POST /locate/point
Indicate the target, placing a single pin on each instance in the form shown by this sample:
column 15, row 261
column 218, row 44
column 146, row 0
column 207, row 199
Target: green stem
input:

- Your task -
Output every line of the material above unchanged, with the same wording, punctuation, and line order.

- Task solution -
POST /locate/point
Indicate the target, placing a single pin on each instance in the form shown by this sample:
column 15, row 261
column 218, row 44
column 146, row 0
column 207, row 199
Target: green stem
input:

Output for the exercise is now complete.